» **Instructions**
a. In the blog archive, at what time is the Cold Light discussion at Preston Waterstones?
b. Please continue the blog archive from its last post.

───── Page text ─────

Archive for the ‘Uncategorized’ Category

Preston Book Club

Saturday, August 27th, 2011

On Wednesday 31st August at 6pm I will be in Preston Waterstones discussing Cold Light with the book group.

I don’t know if any bookish Prestonians read this blog, but if you do, and you’re free on Wednesday, and you’d like to chat about the book with us, come along!

There are some discussion prompts for reading groups here. But really, we get to talk about whatever we like.

Freestyle conversation. Books. Preston. Brill!

Radio Lancashire

Friday, August 26th, 2011

Today at 1pm I will be on the John Gilmore Show on BBC Radio Lancashire.

This will be the second time I’ve been on the radio. The last time, about three years ago, I confessed, live on air, to liking Will Young. I have no idea why I did that, because I don’t. Well, I don’t dislike him. I just don’t know all that much about him. Will Young and I are not *like that*. We’re actually strangers. You can see why I’ve avoided radio since then.

Tune in to listen to more of my anxiety filled fictional confessions this afternoon.

Greetings From Utah

Monday, June 13th, 2011

Meet Bill and Ted, the mini mishie muses.

I’ve been away for a little while.  I am thousands of miles away from DePreston and visiting a place where it is possible to get sunburned in 20 minutes.

So far I’ve been staying in Salt Lake City,  making day trips out and about. Tomorrow I’m off to South West Utah for a bit more of an explore and a think before I head back home.

This trip is half research for my novel in the making, half personal oddessy. I don’t think I’ll blog about it too much just yet.

Half formed ideas are no good. I can feel things tumbling around in there and I’ve been scribbling words down in my notebook most nights, but it’s not time to write yet. And anyway,  I am saving all the best stuff for my book and I don’t want to take the lid off the fizz in my brain just yet.

Plug + Bug(ger) + Remorse

Wednesday, October 20th, 2010

First, an interview I did with Nik Perring about his new collection of flash Not So Perfect is up at the Lancashire Writing Hub. Nik talks sagely about all kinds of things, and there’s a chance to win a signed copy of Not So Perfect. So off you go.

I quite like doing interviews. I plan to do more. Watch this space, etc.

Next, I’m on a panel event for the Manchester Literature Festival this weekend. Me and Nicholas Royle, author, brains behind the Nightjar Press and general Good Guy will be talking Writing and Place at the Cornerhouse with Clare Dudman during the Rainy City Stories event.

And last weekend I was helping to launch both the Manchester Literature Festival generally and the Bugged anthology in particular with Jo Bell and a host of other poets, storyists and flashers (?) Here on Magma, Jo Bell writes about the thinking behind the project - if you know me, you’ll see immediately why (apart from the eavesdropping angle, of course) I was so keen to get involved – no evaluation forms? No funding hoops to slither, dog-like, through? Sign me up!

───── Dataset content ─────

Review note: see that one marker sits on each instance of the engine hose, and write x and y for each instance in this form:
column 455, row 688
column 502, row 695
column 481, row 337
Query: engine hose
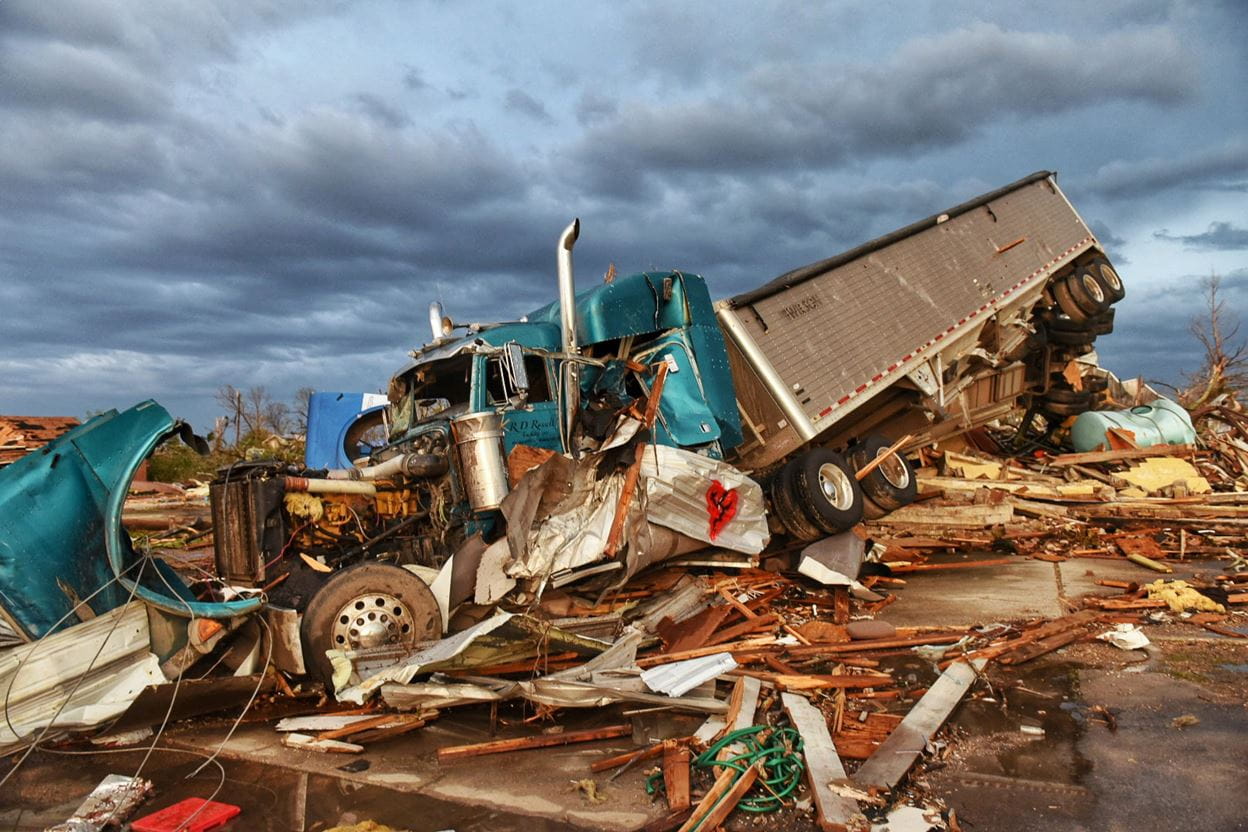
column 778, row 750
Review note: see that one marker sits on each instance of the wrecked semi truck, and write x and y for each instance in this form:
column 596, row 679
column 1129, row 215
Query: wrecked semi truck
column 930, row 331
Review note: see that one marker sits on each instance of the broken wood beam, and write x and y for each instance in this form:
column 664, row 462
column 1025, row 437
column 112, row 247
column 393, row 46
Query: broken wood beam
column 524, row 744
column 834, row 811
column 890, row 762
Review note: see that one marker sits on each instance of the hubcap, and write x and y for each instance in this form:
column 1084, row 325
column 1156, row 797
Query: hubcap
column 835, row 487
column 1093, row 288
column 1111, row 277
column 372, row 620
column 894, row 470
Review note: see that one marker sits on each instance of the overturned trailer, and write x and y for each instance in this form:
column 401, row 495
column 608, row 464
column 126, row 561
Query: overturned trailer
column 800, row 384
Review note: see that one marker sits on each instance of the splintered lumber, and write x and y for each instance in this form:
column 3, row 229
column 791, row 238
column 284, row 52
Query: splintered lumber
column 890, row 762
column 524, row 744
column 721, row 798
column 961, row 564
column 867, row 645
column 835, row 812
column 675, row 776
column 1115, row 455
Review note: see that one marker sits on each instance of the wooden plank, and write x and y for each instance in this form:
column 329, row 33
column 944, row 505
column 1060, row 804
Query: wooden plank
column 834, row 811
column 1126, row 453
column 524, row 744
column 675, row 776
column 890, row 762
column 721, row 798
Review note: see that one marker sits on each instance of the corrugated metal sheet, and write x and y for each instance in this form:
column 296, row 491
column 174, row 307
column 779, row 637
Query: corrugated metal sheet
column 53, row 665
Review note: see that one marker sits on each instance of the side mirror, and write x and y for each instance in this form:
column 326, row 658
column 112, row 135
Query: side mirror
column 514, row 361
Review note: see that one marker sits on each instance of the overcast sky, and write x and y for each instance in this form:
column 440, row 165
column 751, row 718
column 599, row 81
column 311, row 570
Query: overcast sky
column 197, row 192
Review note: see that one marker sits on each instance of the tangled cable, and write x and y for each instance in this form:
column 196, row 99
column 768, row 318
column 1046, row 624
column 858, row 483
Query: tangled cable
column 776, row 752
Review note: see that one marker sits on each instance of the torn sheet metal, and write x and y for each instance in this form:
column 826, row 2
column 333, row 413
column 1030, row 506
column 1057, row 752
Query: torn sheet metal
column 704, row 499
column 36, row 679
column 502, row 638
column 836, row 561
column 109, row 805
column 679, row 677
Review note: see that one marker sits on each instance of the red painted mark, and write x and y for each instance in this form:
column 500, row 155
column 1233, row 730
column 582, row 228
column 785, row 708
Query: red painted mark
column 720, row 507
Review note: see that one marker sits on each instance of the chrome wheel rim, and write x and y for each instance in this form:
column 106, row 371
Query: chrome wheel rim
column 371, row 620
column 834, row 484
column 894, row 469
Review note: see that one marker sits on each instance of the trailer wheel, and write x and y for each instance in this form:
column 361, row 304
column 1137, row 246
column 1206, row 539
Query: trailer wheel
column 786, row 507
column 1088, row 293
column 1108, row 277
column 1066, row 302
column 825, row 487
column 891, row 484
column 367, row 605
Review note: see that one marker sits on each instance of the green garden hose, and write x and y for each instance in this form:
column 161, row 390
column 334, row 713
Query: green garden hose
column 778, row 750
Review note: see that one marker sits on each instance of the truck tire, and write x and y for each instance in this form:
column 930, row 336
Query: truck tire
column 1087, row 292
column 366, row 605
column 1067, row 304
column 825, row 487
column 1108, row 277
column 891, row 484
column 784, row 503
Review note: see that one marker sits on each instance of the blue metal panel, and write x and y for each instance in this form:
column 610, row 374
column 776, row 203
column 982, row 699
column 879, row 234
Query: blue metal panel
column 60, row 525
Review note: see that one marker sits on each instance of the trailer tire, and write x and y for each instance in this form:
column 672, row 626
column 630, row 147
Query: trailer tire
column 1108, row 277
column 1076, row 338
column 1088, row 293
column 1067, row 304
column 891, row 484
column 825, row 487
column 784, row 502
column 366, row 605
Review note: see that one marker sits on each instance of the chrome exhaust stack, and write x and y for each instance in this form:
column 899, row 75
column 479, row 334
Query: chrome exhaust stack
column 570, row 372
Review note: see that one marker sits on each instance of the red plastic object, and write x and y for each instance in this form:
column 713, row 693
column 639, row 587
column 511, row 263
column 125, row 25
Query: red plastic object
column 174, row 818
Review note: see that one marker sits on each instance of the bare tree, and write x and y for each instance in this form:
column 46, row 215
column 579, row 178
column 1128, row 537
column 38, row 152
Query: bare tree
column 1226, row 362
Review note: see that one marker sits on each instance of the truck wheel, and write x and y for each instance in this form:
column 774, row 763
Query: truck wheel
column 1108, row 277
column 825, row 487
column 367, row 605
column 1067, row 304
column 1102, row 324
column 891, row 484
column 1088, row 293
column 784, row 502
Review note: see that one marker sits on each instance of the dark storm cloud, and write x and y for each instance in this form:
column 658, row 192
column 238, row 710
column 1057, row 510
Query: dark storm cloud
column 931, row 92
column 524, row 104
column 1218, row 167
column 1221, row 236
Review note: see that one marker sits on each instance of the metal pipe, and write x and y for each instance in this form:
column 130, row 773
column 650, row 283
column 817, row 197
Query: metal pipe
column 328, row 485
column 436, row 319
column 570, row 371
column 406, row 464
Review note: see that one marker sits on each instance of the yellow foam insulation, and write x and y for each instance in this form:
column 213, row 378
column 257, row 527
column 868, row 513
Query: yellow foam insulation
column 970, row 467
column 1156, row 473
column 300, row 504
column 1181, row 598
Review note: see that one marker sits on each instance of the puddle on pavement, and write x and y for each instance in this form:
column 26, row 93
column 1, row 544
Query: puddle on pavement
column 48, row 788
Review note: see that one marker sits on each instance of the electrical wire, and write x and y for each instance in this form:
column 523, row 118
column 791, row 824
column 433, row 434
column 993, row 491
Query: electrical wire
column 74, row 690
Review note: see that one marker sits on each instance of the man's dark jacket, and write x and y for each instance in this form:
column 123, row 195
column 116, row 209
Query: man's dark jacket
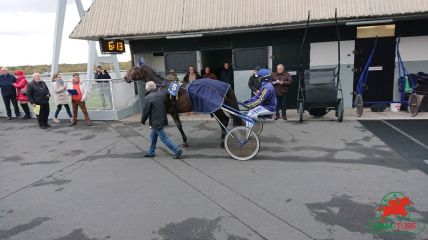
column 285, row 82
column 7, row 89
column 99, row 75
column 254, row 84
column 38, row 92
column 154, row 110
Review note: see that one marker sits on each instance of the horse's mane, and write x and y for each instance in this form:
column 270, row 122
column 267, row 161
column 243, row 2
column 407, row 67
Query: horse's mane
column 153, row 72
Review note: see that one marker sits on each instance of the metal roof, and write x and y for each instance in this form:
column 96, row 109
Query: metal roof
column 159, row 18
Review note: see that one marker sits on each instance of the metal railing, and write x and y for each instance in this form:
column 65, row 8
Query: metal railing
column 104, row 95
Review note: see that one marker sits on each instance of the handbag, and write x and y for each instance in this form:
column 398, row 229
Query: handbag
column 24, row 90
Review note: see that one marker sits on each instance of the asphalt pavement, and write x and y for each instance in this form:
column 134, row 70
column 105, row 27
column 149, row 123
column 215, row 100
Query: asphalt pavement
column 310, row 180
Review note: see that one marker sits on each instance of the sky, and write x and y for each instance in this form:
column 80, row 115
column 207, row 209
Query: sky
column 27, row 33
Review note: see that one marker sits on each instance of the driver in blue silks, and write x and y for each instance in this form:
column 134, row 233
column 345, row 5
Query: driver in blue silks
column 264, row 102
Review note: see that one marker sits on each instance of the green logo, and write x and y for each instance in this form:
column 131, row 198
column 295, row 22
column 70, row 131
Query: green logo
column 394, row 216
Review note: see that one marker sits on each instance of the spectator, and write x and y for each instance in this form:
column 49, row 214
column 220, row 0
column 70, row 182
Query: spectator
column 209, row 74
column 79, row 99
column 103, row 86
column 60, row 96
column 38, row 95
column 154, row 109
column 281, row 81
column 191, row 75
column 21, row 89
column 227, row 75
column 172, row 75
column 264, row 102
column 8, row 92
column 254, row 82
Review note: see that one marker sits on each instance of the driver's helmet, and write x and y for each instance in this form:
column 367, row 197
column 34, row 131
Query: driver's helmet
column 264, row 74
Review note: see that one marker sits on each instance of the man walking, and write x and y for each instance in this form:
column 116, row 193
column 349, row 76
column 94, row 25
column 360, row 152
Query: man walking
column 281, row 81
column 8, row 92
column 104, row 86
column 154, row 110
column 78, row 98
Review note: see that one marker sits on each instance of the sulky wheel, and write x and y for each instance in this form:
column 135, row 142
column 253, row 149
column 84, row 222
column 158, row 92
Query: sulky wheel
column 340, row 110
column 239, row 146
column 359, row 105
column 301, row 111
column 258, row 126
column 413, row 105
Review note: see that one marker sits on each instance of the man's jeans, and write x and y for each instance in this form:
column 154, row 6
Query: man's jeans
column 154, row 139
column 257, row 111
column 281, row 104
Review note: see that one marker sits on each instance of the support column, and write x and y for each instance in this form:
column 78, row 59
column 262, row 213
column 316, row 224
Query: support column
column 59, row 26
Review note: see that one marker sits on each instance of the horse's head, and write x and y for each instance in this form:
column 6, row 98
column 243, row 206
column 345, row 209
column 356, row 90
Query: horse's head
column 143, row 73
column 135, row 74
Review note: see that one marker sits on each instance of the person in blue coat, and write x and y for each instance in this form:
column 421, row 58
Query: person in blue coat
column 264, row 102
column 8, row 92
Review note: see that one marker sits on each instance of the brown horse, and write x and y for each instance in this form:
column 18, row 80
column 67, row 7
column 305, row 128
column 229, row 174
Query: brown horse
column 182, row 104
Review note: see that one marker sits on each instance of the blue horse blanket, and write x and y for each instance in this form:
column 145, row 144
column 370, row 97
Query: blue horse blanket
column 207, row 95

─────

» **Per-task answers**
a. 6pm

b.
You can click here and read a description of the project and book launch at the official MLF blog. For free and as a bonus, you can also see a picture of me and the McTiny reading together. It was his first literary event. He was fairly well behaved until Ian from the BBC tried to interview us. I don’t think he liked that much. Sorry Ian.

My story is about midwives and shoes. If you’d like to read it, you can order the book from Completely Novel by clicking here.

I am also suffering from haircut remorse. If you see me out and about any time soon, I’d much rather you compliment me on my (too short) hair than my writing or ability to breed high quality man-children.

Because that’s how shallow I really am.

Calm

Wednesday, September 29th, 2010

Ugly slab and pinch pots with blue slip.

I made these last week. This week I will make some more and find out if these ones have survived the kiln.

There are new words to do with making pots. Like ‘grog’.

Apparently the clay we use has very fine grog, making it suitable for throwing (using on a wheel) as well as manual work.

I have used the wheel before, but we won’t be doing it in this class until week 4.

Using water and a sponge to smooth the thumbprints from the outside of your pots brings the grog to the surface and is considered cheating.

London Things

Saturday, August 7th, 2010

Very pleased to be back home safe from London and I did not get eaten by rats / suffocate on the tube because I didn’t need to take a ride on it, which was a relief. So that’s one of my current concerns ticked off the list.

I met all the folks at Sceptre – my new editor, and the marketing person, and foreign rights people, and lots of other people (it was a bit like speed dating, except I got to drink tea and look at book covers so better than speed dating) who were kind and enthusiastic and worked in really nice looking offices high up in a big glass building. I tried to get into the building by bouncing off the said glass, mistaking it for an open door – but only the extremely professional reception person saw me do that, and didn’t mention it, so all is well there too.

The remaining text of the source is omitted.